> [Passage to read]
-----

One of the leading directions of modern applied physics evolution is the creation of new nanomaterials and nanomaterials-based composites, as well as improving the properties of existing materials by modifying them. Among wide variety of studies, much attention is paid to the study of light-emitting properties of nanoobjects and nanocomposites, as well as to the relationship between their structural and luminescent properties. This interest is caused by the prospect to better control the characteristics of nanomaterials-based phosphors as compared with traditional phosphors. Since the significant progress has been made in recent decades in the field of light emitting technology in the visible light range, the focus of researchers' interests has shifted to the search for the phosphors in the ultraviolet and shortwave visible regions of the spectrum, which requires the use of wide-bandgap materials.
Nanomaterials based on metal oxides are often used to solve the problem light emission in the short-wave spectral region. In particular, one of the most promising are wide-band semiconductors zinc oxide (ZnO) and titanium dioxide in the crystalline phase of anatase (TiO2) with a band gap of 3.3 and 3.2 eV, respectively [1, 2]. Based on these materials, it is possible to obtain light-emitting devices with very different characteristics. Many different methods have been developed to achieve the desired light-emitting properties. In particular, the characteristics of these objects can be changed and controlled by modifying their surface, as well as incorporation into dielectric and conductive matrices. The role of these two factors in varying the properties of materials requires detailed study.

-----

Continue the passage on ZnO and TiO2 nanomaterials from the point where it stops.

> [Provided records]
-----

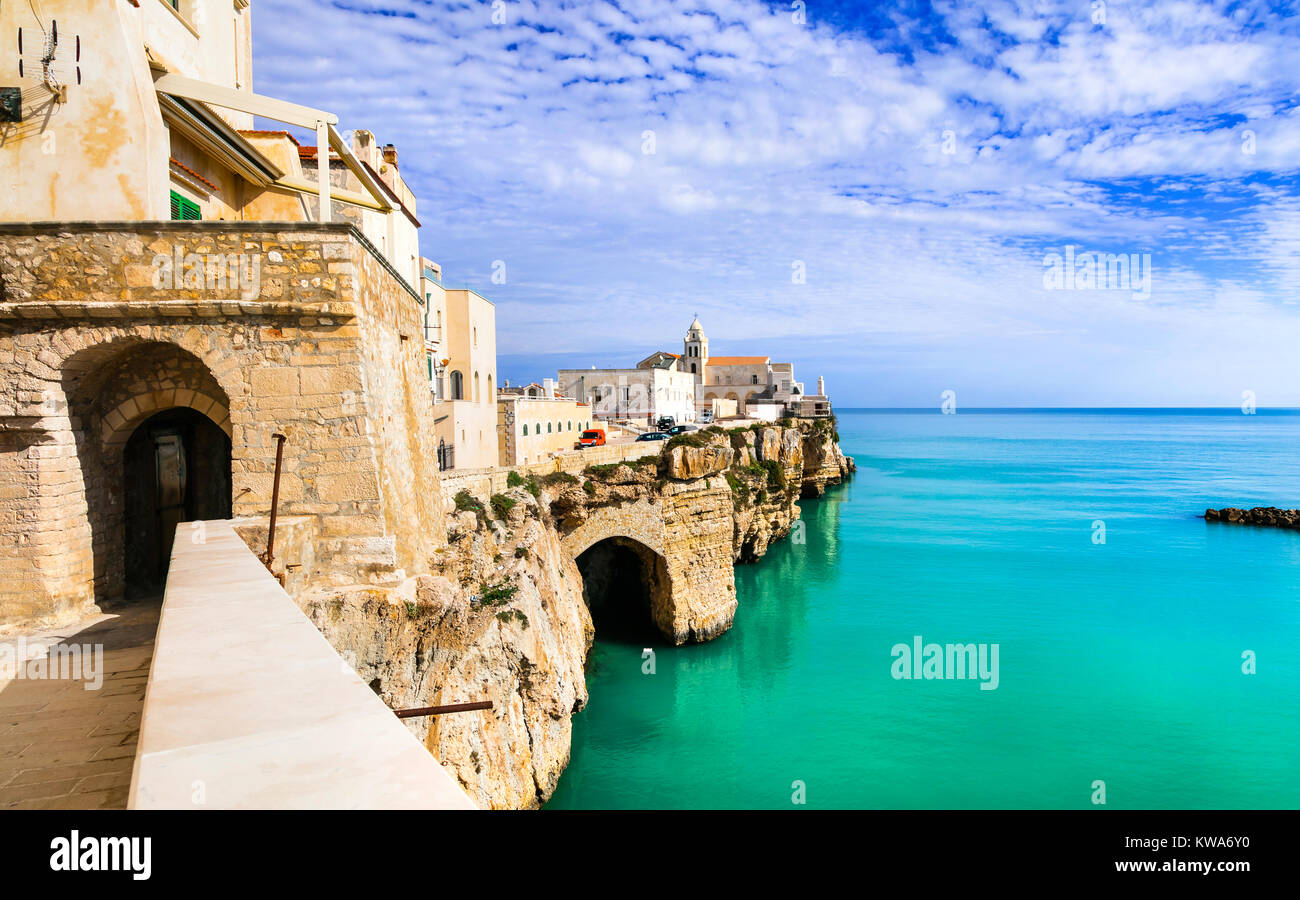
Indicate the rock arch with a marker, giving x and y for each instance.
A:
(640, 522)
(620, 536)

-----

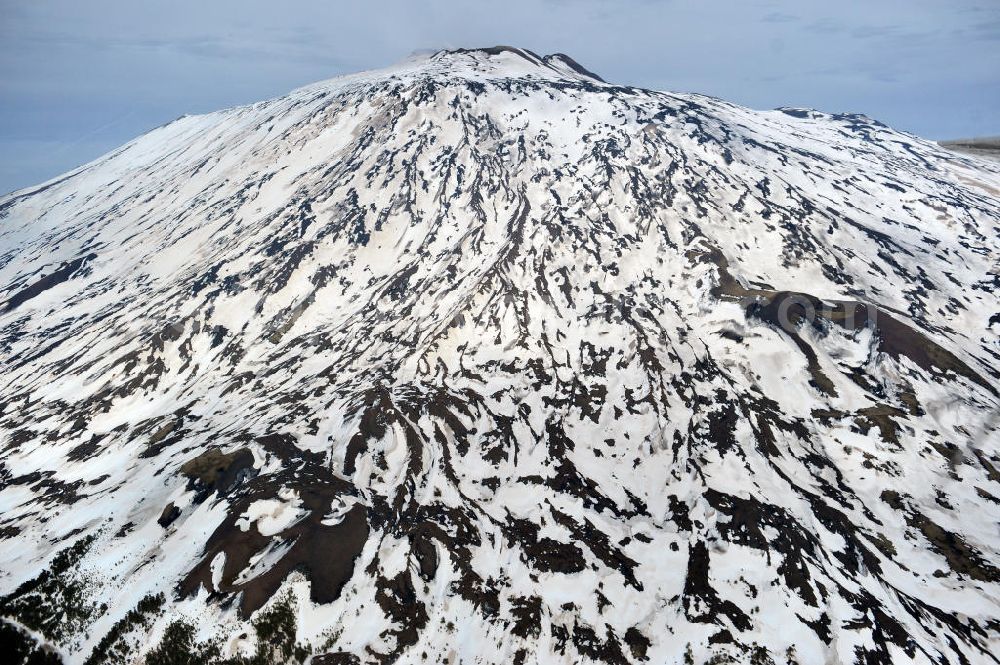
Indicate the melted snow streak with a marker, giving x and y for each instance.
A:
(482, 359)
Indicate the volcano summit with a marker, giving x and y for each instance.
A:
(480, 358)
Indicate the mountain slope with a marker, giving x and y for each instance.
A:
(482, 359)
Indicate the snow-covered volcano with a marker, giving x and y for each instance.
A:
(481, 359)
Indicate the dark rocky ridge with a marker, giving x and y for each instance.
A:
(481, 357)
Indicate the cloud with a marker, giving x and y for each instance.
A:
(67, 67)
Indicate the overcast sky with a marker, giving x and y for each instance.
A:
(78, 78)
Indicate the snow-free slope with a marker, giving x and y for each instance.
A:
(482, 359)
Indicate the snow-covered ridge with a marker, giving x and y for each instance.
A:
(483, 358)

-----

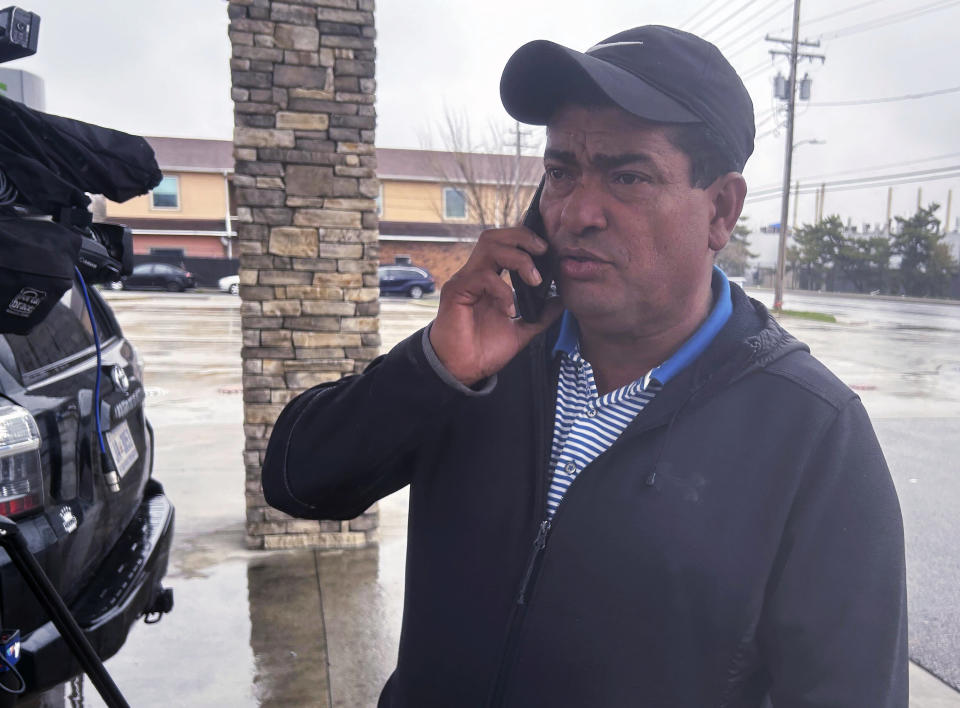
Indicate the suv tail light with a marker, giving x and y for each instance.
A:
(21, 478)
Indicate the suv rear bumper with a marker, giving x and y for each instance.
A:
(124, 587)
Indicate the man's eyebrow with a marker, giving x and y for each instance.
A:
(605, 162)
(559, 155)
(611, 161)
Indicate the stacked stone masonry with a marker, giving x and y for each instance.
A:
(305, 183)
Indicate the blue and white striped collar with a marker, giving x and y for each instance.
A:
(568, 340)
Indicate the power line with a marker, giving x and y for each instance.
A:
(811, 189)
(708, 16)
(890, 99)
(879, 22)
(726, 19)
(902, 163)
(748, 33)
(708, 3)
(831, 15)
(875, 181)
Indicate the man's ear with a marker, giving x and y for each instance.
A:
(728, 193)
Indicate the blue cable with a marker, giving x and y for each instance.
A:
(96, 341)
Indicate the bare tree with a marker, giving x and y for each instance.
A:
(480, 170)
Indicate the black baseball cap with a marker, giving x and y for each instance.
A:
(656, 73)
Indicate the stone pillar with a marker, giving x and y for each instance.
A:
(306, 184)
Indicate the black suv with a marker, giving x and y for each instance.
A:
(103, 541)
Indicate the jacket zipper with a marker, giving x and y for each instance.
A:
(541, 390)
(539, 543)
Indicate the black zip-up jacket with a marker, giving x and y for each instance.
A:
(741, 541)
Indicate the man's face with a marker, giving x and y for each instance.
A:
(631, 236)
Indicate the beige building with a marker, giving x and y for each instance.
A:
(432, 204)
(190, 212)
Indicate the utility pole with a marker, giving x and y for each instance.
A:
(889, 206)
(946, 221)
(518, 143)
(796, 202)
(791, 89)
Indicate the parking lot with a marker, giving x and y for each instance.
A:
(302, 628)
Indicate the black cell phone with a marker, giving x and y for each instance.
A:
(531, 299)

-----

> [Answer section]
Another light-emitting material for use as short-wave phosphors, are carbon-based nanostructures. The advantage of these nanostructures as emitters is that the spectral characteristics of these objects can be controlled in a wide range by selecting the synthesis conditions. To date, many different carbon nanostructures have been synthesized, such as amorphous carbon nanoparticles, nanoclusters, graphene quantum dots, and others (such structures are referred to in the literature as "C-dots"), and the luminescent properties of these objects have been studied. However, at the beginning of this dissertation research, the question of explanation the evolution of the light-emitting properties of carbon objects remained open. Structurally close to C- dots are the nanostructures of boron nitride, BN. This wide-bandgap artificial material was first synthesized in the form of crystals, and now several modifications of nano-BN are available. The band gap of bulk boron nitride is ~ 5 eV, which makes BN a probable candidate to obtain radiation in the ultraviolet region (C-UV range). At the same time, due to the presence of defects, BN can also emit light in the near UV (A-UV range) and visible regions of the spectrum.
The aim of the dissertation is to establish the mechanisms of photoluminescence excitation and light emission processes in nanoparticles of wide-bandgap materials and composites based on them, as well as to identify the features of nanoparticle-matrix interaction.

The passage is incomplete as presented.